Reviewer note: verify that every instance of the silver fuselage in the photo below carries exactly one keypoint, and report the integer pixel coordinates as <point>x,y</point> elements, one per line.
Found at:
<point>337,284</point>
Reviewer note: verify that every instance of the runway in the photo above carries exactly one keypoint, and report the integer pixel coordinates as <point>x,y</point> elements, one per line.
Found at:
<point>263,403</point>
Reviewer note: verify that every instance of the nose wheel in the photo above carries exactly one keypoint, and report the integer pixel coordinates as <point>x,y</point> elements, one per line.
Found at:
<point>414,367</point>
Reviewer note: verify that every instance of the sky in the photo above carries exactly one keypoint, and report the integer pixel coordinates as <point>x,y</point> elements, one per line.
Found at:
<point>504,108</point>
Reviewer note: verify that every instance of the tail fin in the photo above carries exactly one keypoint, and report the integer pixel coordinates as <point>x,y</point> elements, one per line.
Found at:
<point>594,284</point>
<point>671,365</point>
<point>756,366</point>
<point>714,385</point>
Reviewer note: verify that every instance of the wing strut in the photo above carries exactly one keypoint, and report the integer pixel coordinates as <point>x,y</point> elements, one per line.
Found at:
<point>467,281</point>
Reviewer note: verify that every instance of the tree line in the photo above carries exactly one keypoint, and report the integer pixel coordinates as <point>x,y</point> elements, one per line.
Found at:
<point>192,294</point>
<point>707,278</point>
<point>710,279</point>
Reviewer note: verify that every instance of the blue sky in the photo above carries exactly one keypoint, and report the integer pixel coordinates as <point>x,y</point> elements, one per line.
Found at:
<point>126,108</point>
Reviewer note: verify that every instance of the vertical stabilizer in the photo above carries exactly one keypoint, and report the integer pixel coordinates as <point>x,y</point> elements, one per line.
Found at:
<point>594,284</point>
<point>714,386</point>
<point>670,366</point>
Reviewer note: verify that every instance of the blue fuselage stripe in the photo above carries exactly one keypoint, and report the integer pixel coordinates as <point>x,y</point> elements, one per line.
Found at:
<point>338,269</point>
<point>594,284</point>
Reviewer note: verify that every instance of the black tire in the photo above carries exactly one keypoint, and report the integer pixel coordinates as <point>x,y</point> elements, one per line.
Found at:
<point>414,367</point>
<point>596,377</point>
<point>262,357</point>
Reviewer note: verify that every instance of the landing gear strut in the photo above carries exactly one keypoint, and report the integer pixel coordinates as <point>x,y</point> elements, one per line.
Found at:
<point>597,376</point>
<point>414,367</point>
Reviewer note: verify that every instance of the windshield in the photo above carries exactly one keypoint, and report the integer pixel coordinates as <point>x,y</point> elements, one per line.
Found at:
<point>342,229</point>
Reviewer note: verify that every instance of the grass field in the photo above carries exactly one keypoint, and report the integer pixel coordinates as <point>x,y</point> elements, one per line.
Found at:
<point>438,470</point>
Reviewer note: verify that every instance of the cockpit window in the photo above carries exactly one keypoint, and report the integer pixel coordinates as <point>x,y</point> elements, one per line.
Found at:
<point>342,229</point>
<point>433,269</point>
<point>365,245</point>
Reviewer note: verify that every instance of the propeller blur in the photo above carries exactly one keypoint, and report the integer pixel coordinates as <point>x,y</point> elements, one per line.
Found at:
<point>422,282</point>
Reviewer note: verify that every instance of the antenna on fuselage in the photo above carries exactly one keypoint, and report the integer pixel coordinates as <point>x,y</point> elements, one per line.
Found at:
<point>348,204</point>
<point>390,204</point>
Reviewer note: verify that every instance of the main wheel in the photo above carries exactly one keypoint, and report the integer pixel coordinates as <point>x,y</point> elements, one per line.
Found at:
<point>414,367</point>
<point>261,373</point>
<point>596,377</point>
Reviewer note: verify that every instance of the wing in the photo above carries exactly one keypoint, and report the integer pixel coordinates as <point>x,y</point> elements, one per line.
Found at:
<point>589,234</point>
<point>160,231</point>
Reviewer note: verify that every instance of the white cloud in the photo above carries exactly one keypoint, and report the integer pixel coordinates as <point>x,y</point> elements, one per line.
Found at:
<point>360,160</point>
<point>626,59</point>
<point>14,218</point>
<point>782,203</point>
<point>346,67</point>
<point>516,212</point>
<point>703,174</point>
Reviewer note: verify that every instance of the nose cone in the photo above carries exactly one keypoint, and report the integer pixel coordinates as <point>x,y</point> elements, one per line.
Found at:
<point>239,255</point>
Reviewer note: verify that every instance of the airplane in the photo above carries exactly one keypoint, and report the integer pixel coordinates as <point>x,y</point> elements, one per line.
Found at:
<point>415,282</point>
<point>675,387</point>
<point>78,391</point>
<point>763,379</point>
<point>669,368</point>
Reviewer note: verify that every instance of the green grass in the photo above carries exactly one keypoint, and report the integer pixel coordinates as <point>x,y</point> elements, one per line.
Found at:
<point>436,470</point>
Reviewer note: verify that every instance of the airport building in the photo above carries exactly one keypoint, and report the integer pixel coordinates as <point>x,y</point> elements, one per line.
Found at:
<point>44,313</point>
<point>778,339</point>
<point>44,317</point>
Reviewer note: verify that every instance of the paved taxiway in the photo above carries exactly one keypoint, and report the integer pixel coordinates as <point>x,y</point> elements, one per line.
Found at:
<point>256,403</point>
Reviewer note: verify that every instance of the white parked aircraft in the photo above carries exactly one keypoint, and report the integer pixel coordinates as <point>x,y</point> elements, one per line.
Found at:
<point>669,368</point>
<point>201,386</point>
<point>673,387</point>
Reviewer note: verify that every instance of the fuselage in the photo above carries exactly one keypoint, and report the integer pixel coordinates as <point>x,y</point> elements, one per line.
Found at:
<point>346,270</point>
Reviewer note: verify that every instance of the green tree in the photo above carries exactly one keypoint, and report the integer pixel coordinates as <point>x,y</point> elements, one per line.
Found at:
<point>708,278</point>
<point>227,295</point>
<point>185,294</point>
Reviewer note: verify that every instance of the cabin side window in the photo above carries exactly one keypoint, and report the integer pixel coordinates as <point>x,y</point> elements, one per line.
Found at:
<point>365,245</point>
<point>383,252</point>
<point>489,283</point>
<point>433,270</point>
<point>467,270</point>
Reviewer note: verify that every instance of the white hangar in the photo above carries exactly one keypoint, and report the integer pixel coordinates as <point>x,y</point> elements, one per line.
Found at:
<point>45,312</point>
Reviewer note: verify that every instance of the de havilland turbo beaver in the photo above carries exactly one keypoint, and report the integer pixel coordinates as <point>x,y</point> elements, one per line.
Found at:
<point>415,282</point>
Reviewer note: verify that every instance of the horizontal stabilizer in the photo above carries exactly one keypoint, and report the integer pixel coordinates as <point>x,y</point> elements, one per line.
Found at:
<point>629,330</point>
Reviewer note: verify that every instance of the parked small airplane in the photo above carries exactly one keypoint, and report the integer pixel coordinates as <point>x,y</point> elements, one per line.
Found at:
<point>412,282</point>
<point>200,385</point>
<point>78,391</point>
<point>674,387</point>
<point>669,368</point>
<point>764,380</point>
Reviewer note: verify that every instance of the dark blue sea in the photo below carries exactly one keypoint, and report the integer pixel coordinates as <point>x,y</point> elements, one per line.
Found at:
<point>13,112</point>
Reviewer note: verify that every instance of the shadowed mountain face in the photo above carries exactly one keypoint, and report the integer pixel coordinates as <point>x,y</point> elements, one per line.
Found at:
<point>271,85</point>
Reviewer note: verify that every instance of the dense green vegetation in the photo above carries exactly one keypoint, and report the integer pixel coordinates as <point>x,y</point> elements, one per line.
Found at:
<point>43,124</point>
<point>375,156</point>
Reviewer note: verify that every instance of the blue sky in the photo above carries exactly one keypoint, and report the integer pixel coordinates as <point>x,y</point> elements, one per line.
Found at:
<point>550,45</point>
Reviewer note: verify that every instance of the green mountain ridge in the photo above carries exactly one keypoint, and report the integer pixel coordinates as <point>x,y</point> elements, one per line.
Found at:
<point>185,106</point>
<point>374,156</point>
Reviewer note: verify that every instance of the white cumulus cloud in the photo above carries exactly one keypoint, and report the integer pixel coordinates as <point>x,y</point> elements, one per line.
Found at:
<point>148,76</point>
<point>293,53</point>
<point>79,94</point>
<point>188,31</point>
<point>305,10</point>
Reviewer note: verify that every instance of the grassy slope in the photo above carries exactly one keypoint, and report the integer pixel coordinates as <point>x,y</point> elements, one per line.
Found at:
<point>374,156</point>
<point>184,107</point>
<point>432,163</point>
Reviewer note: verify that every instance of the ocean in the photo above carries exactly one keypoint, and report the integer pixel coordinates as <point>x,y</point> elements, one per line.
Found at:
......
» **Activity**
Of the lines in the data, report each one containing the string "nose".

» **Task solution**
Reviewer note: verify that every instance of the nose wheel in the photo above carries exactly one keypoint, and report the integer pixel coordinates as <point>x,y</point> elements, one per line.
Reviewer note: verify that every instance of the nose cone in the photo above carries exactly one keypoint, and report the integer pixel coordinates as <point>x,y</point> elements, one per line.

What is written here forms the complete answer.